** The problem **
Reproduce all entries word for word.
─── Listing
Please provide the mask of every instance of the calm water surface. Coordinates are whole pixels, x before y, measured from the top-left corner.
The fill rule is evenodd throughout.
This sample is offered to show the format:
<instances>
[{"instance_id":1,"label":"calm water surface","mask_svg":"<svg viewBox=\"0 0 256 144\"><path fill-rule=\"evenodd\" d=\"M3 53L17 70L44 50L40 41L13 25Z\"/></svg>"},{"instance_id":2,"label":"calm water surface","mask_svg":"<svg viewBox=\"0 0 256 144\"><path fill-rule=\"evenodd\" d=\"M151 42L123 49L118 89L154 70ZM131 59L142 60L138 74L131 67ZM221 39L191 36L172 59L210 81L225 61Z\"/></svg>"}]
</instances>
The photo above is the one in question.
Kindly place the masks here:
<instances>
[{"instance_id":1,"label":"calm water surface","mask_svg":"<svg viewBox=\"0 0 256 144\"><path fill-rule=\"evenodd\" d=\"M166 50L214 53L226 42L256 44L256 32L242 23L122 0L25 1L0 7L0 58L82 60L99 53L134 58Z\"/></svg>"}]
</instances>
──────
** The solution **
Please provide the mask of every instance of the calm water surface. Coordinates are whole pixels, x before y, measured from the top-left corner.
The fill rule is evenodd throughout.
This sample is offered to show the format:
<instances>
[{"instance_id":1,"label":"calm water surface","mask_svg":"<svg viewBox=\"0 0 256 144\"><path fill-rule=\"evenodd\" d=\"M3 53L17 70L44 50L40 41L13 25Z\"/></svg>"},{"instance_id":2,"label":"calm water surface","mask_svg":"<svg viewBox=\"0 0 256 144\"><path fill-rule=\"evenodd\" d=\"M151 42L123 49L118 89L154 70ZM131 59L142 60L138 74L131 67ZM221 39L191 36L172 59L210 81L225 61Z\"/></svg>"}]
</instances>
The photo above is the one in question.
Kindly place the masks here:
<instances>
[{"instance_id":1,"label":"calm water surface","mask_svg":"<svg viewBox=\"0 0 256 144\"><path fill-rule=\"evenodd\" d=\"M166 50L214 53L226 42L256 44L256 32L242 23L122 0L25 1L0 7L0 58L82 60L99 53L134 58Z\"/></svg>"}]
</instances>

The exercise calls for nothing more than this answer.